Era el año 86, lo recuerdo por el álbum del mundial de México. La rutina era de lunes a viernes, siempre igual. No recuerdo haber comido otra cosa que cazuelas, pantrucas o tallarines con salsa, tampoco haber jugado a algo distinto dentro del departamento. Por la tarde bajábamos con mi abuelo y abuela a la plaza a tomar helado. Luego me columpiaba. Aunque no me gustaba tanto el columpio seguía en ese vaivén como un rito. Me aburría, pero no lo decía. Eran veranos sin mar, de una clase media que no podía permitirse todos los años un viaje a la costa.

Aunque era pequeño, creo que logré percibir la melancolía del fin de febrero: había menos niños de lo normal, las micros -anteriores a las amarillas- pasaban como adormecidas, al contrario de su sabida representación -más por esos años- de la neurosis y violencia. Podría pensarse que es imposible que pueda rememorar sucesos de los tres años. Tengo recuerdos desde muy chico, sobre todo de los veranos, que se presentan casi siempre como una novelita de aprendizaje en la infancia.

Tal vez es por el ocio, el exceso de tiempo, la soledad -mis amigos desaparecían en sus viajes familiares-. O quizás por hechos puntuales que dejan un timbre en la mente. Aún recuerdo el mismo Austin Mini, sin poder entrar al pasaje de mi abuela, por el terremoto del 85. Creo que de ahí en adelante mi memoria se activó. Veníamos de un viaje por el día a Paine. El sismo fue un cuarto para las ocho, a la hora que la gente suele regresar de los paseos, un 3 de marzo. En los primeros días del mes donde empieza el colegio aún quedan los últimos resquicios de febrero, aunque no lo percibamos con fuerza.

● Consigna
Escribe otra vez el pasaje del relato sobre los veranos de infancia que comienza con "Tal vez es por" y continúa hasta "percibamos con fuerza.", cambiando "Austin Mini" por "Fiat 600".

● Datos mostrados
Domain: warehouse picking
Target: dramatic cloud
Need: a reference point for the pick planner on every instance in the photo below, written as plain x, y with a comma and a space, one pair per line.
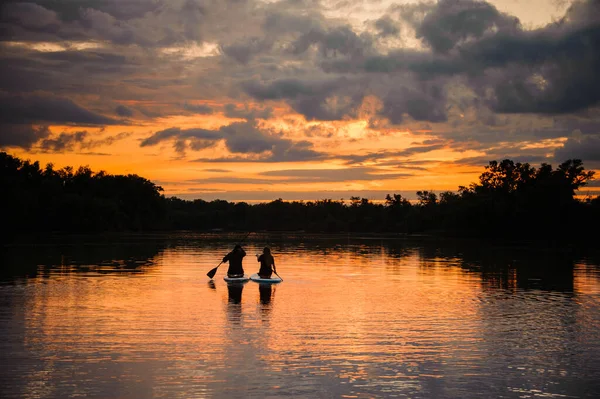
124, 111
34, 109
239, 138
396, 85
587, 148
23, 136
334, 175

● Tarea resuelta
Tal vez es por el ocio, el exceso de tiempo, la soledad -mis amigos desaparecían en sus viajes familiares-. O quizás por hechos puntuales que dejan un timbre en la mente. Aún recuerdo el mismo Fiat 600, sin poder entrar al pasaje de mi abuela, por el terremoto del 85. Creo que de ahí en adelante mi memoria se activó. Veníamos de un viaje por el día a Paine. El sismo fue un cuarto para las ocho, a la hora que la gente suele regresar de los paseos, un 3 de marzo. En los primeros días del mes donde empieza el colegio aún quedan los últimos resquicios de febrero, aunque no lo percibamos con fuerza.